PROBLEM SET:
• 1. Answer these questions from the passage on the Ensemble Kalman Filter, marking each answer with its matching letter.
(a) How does the filter evaluate uncertainty propagation?
(b) Where is the filter now operational?
(c) In what model is the likelihood approximation strategy illustrated?
• 2. Carry on the passage on the Ensemble Kalman Filter, picking up after its final sentence.

EXCERPT PROVIDED:
In particular, the Ensemble Kalman Filter (EnKF; Evensen, 2003) — in which the uncertainty propagation is evaluated by using a finite-size ensemble of trajectories — is now operational in numerical weather and oceanic prediction centers worldwide; see e.g. Houtekamer et al. (2005); Sakov et al. (2012). The EnKF is a convenient approximate solution to the filtering problem in a nonlinear, large-dimensional context. We simply note here that it can also be applied to obtain an approximation of the likelihood f(y) by substituting the approximate sequence \(\{ (\hat {x}^{f}_{t}, \hat {\mathbf P}^{f}_{t}): t = 0, \ldots , T \}\) that the EnKF produces into Eq. 5. This strategy is illustrated immediately below in the context of the L63 convection model subject to an additional constant force.

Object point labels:
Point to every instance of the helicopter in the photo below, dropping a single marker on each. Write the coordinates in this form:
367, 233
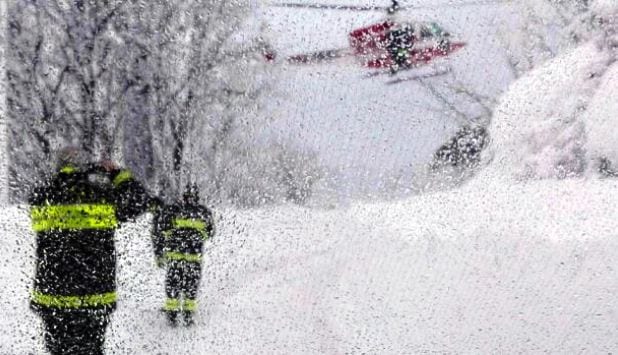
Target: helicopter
389, 46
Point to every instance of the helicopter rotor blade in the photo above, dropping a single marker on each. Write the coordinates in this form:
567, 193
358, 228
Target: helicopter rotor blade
454, 5
332, 7
390, 9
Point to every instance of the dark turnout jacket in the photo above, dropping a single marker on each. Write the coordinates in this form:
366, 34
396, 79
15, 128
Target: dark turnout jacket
180, 231
74, 215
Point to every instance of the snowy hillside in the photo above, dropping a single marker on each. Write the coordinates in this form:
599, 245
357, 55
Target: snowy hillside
494, 266
528, 268
560, 119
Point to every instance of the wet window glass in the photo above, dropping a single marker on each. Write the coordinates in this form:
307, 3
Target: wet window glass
308, 176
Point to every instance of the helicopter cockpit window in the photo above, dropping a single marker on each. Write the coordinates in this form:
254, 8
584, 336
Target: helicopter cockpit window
435, 30
426, 32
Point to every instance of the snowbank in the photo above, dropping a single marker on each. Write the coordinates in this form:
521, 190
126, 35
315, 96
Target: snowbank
555, 120
481, 269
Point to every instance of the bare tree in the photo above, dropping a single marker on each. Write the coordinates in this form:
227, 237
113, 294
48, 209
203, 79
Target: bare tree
67, 80
202, 81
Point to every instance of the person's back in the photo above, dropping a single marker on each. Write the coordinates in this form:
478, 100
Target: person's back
74, 215
181, 230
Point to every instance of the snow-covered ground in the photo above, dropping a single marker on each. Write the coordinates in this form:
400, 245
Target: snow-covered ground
503, 264
483, 269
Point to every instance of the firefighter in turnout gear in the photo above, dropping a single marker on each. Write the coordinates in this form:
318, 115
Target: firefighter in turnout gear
179, 234
74, 215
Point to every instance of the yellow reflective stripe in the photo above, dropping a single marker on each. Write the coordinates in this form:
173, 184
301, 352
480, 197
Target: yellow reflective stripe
86, 301
68, 169
191, 223
190, 305
122, 176
73, 217
172, 255
172, 304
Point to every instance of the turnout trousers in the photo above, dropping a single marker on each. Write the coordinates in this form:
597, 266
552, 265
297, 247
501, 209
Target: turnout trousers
181, 286
74, 331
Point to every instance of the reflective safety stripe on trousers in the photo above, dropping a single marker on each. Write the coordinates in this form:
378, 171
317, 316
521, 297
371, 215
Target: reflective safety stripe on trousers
174, 304
74, 302
172, 255
191, 223
124, 175
73, 217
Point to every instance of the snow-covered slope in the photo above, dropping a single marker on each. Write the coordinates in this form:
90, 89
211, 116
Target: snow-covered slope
560, 119
528, 268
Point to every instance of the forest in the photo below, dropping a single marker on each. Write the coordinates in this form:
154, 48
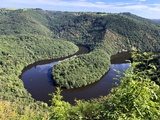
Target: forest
30, 35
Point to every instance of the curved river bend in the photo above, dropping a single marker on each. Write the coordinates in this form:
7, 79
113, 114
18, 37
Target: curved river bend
38, 80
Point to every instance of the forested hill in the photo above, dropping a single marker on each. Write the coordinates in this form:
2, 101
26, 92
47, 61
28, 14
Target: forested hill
30, 35
123, 30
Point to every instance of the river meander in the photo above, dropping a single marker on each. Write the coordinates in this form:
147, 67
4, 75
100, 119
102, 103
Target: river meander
38, 80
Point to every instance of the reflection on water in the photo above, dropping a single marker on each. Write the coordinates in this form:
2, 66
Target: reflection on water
37, 80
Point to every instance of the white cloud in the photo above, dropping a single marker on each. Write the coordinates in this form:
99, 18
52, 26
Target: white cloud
136, 6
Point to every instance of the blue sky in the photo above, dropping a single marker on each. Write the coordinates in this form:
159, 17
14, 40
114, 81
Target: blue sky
144, 8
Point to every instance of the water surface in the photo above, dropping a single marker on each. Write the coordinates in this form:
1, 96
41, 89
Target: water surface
38, 80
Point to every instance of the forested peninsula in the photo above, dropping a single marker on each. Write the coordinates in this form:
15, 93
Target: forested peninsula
30, 35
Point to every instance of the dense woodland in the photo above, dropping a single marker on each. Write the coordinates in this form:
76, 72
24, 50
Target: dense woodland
30, 35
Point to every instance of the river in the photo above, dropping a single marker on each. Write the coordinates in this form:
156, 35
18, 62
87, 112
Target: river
38, 80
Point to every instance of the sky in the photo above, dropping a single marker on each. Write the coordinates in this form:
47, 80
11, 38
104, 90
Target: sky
144, 8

TASK RESULTS:
• 1.
(a) It uses a finite-size ensemble of trajectories.
(b) In numerical weather and oceanic prediction centers worldwide.
(c) The L63 convection model subject to an additional constant force.

• 2.
3 Implementation within the modified L63 model

3.1 The modified model and its two worlds

A simple modification (Palmer 1999) of the L63 model (Lorenz 1963) has been extensively used for the purpose of illustrating methodological developments in both DA and PEA (e.g. Carrassi and Vannitsem, 2010; Stone and Allen, 2005). In the nonlinear, coupled system of three ordinary differential equations (ODEs) for x,y and z below,

$$ \frac{\mathrm{d}x}{\mathrm{d}t} = \sigma(y-x) + \lambda_{i}\cos\theta_{i}\,,\quad \frac{\mathrm{d}y}{\mathrm{d}t} = \rho x - y - x z + \lambda_{i}\sin\theta_{i}\,,\quad \frac{\mathrm{d}z}{\mathrm{d}t} = x y - \beta z\, $$
(6)

the time-constant forcing terms in the x- and y-equation represent, in fact, an addition to the forcing hidden in the original L63 model. The latter forcing is revealed by a well-known linear change of variables, in which x and y are left unchanged and zz + ρ + σ (Lorenz 1963). In the new variables, the model of Eq. 6 will take the canonical form of a forced-dissipative system (Ghil and Childress 1987, Sec. 5.4), with an extra forcing term −β(ρ + σ) in the z-equation, just like the original L63 model.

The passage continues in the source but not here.